====== EXTRACT TO READ
Please make sure you have that, and that drm_crtc_vblank_reset is run
at driver load time. If the crtc is off, vblank ioctl should be
rejected. So this is definitely not a userspace bug, still a driver
bug. In general, userspace is not allowed to do anything that results
in dmesg spam at normal log levels. Anytime that happens it's a kernel
bug. And if it's a warning in core code, it's most likely a driver bug
since the core code tends to be better debugged about these things.
But there's ofc exceptions.

Cheers, Daniel
Shawn Guo Oct. 16, 2020, 11:46 a.m. UTC | #4
On Fri, Oct 16, 2020 at 11:30:04AM +0200, Daniel Vetter wrote:
> On Fri, Oct 16, 2020 at 10:54 AM Shawn Guo <shawn.guo@linaro.org> wrote:
> >
> > On Fri, Oct 16, 2020 at 09:58:46AM +0200, Daniel Vetter wrote:
> > > On Fri, Oct 16, 2020 at 9:13 AM Shawn Guo <shawn.guo@linaro.org> wrote:
> > > >
> > > > Commit 5caa0feafcc6 ("drm/vblank: Lock down vblank->hwmode more") added
> > > > WARN_ON_ONCE() for atomic drivers to warn the case that vsync is enabled
> > > > before a mode has been set on CRTC.  This happens sometimes during the
> > > > initial mode setting of a CRTC.  It also happens on Android running HWC2
> > > > backed with drm_hwcomposer, where HWC2::SetVsyncEnabled could be called
> > > > before the atomic mode setting on CRTC happens.
> > > >
> > > > In this case, there is nothing really bad to happen as kernel function
> > > > returns as no-op.  So using WARN() version might be overkilled,
> > > > considering some user space crash reporting services may treat kernel
> > > > WARNINGS as crashes.  Let's drop WARN_ON_ONCE() and change drm_dbg_core()
> > > > to drm_warn_once() for warning undefined mode timing.
> > >
> > > This indicates a bug in your driver. Please fix it there, not by
> > > shutting up the core code complaining about that. Either you're
> > > getting vblank timestamps when the vblank isn't set up yet
> > > (drm_crtc_vblank_on/off) or there's some other race going on in your
> > > driver code resulting in this.
============
### WRITTEN EXERCISE 1
Reproduce the vblank thread above from "Cheers, Daniel" up to and including "on CRTC happens.", word for word.
====== TASK INPUT
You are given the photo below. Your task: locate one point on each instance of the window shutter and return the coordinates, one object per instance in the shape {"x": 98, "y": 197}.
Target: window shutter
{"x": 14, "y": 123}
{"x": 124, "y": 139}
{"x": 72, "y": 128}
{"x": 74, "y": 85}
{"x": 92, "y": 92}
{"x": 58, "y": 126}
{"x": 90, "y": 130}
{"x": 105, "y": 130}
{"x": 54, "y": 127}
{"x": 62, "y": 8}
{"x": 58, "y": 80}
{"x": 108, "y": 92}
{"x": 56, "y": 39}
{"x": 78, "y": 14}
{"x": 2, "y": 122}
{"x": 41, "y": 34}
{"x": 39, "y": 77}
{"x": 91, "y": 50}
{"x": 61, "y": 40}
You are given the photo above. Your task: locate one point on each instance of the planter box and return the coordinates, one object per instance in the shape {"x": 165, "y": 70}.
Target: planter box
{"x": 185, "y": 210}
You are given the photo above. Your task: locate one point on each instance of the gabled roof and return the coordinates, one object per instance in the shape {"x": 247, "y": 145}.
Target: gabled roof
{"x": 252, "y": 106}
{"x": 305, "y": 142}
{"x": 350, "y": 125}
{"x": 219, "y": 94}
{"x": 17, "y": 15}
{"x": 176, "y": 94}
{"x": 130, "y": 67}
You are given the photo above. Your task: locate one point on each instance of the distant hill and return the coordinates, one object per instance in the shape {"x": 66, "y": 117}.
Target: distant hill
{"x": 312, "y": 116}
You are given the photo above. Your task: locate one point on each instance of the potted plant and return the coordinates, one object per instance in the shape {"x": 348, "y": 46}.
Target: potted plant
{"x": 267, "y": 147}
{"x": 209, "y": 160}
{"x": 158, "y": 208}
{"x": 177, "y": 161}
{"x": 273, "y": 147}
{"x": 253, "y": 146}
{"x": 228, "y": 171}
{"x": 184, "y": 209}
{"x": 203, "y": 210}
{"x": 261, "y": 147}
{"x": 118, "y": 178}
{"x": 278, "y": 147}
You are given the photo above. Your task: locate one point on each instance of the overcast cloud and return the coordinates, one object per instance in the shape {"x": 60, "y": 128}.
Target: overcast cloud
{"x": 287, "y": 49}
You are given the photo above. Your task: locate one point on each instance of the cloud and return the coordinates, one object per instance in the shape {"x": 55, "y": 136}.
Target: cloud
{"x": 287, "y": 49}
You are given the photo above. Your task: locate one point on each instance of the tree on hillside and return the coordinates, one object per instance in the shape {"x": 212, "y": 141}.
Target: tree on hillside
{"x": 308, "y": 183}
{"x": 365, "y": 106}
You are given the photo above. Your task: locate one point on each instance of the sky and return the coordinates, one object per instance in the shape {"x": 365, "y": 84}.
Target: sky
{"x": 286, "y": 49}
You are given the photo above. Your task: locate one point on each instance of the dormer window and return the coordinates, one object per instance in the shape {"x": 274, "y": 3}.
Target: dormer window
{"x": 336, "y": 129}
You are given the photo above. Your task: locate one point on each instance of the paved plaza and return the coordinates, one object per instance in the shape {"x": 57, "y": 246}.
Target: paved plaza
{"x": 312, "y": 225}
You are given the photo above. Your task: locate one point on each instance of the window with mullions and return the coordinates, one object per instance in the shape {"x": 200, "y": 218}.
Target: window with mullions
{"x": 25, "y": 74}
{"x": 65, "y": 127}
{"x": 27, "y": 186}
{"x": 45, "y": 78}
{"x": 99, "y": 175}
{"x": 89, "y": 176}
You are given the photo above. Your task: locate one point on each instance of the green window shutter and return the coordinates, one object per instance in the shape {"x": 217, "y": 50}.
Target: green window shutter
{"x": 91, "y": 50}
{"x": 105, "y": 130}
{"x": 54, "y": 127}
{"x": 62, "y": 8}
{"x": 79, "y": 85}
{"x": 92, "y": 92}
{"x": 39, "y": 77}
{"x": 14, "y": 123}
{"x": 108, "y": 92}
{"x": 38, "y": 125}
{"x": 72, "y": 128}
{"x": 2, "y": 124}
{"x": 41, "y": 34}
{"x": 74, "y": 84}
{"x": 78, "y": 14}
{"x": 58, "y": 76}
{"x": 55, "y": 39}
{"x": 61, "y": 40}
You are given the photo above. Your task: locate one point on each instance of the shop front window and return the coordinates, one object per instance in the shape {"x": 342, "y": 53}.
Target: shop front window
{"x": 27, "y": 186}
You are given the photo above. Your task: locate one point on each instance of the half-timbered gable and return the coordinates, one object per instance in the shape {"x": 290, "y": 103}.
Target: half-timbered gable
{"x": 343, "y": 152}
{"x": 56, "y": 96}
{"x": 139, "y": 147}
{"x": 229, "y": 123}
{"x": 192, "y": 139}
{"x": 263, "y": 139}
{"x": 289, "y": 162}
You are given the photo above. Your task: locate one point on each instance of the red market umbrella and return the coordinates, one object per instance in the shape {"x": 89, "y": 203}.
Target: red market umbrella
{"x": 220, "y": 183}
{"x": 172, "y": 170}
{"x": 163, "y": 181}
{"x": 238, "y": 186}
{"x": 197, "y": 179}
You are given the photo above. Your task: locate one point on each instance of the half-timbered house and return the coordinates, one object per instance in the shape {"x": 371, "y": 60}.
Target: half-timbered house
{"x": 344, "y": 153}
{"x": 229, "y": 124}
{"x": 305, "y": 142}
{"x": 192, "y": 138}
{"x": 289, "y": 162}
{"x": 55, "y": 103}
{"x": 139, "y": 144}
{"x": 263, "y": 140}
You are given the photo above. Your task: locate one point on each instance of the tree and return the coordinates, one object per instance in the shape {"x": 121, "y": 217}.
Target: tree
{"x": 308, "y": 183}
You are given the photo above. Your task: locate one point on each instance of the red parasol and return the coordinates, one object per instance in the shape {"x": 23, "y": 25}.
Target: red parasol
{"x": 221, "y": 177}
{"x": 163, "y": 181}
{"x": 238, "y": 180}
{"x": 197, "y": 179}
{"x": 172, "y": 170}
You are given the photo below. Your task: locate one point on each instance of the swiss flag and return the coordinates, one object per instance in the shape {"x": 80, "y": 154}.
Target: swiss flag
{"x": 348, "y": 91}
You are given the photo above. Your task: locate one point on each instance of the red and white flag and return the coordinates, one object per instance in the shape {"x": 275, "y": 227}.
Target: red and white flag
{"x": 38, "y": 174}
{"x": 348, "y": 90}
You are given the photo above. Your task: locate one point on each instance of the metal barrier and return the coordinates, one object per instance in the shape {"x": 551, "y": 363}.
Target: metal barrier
============
### WRITTEN EXERCISE 2
List every line of the records that contains the string "market", matching its case exactly.

### FULL OUTPUT 1
Cheers, Daniel
Shawn Guo Oct. 16, 2020, 11:46 a.m. UTC | #4
On Fri, Oct 16, 2020 at 11:30:04AM +0200, Daniel Vetter wrote:
> On Fri, Oct 16, 2020 at 10:54 AM Shawn Guo <shawn.guo@linaro.org> wrote:
> >
> > On Fri, Oct 16, 2020 at 09:58:46AM +0200, Daniel Vetter wrote:
> > > On Fri, Oct 16, 2020 at 9:13 AM Shawn Guo <shawn.guo@linaro.org> wrote:
> > > >
> > > > Commit 5caa0feafcc6 ("drm/vblank: Lock down vblank->hwmode more") added
> > > > WARN_ON_ONCE() for atomic drivers to warn the case that vsync is enabled
> > > > before a mode has been set on CRTC.  This happens sometimes during the
> > > > initial mode setting of a CRTC.  It also happens on Android running HWC2
> > > > backed with drm_hwcomposer, where HWC2::SetVsyncEnabled could be called
> > > > before the atomic mode setting on CRTC happens.

### FULL OUTPUT 2
You are given the photo above. Your task: locate one point on each instance of the red market umbrella and return the coordinates, one object per instance in the shape {"x": 89, "y": 203}.
Target: red market umbrella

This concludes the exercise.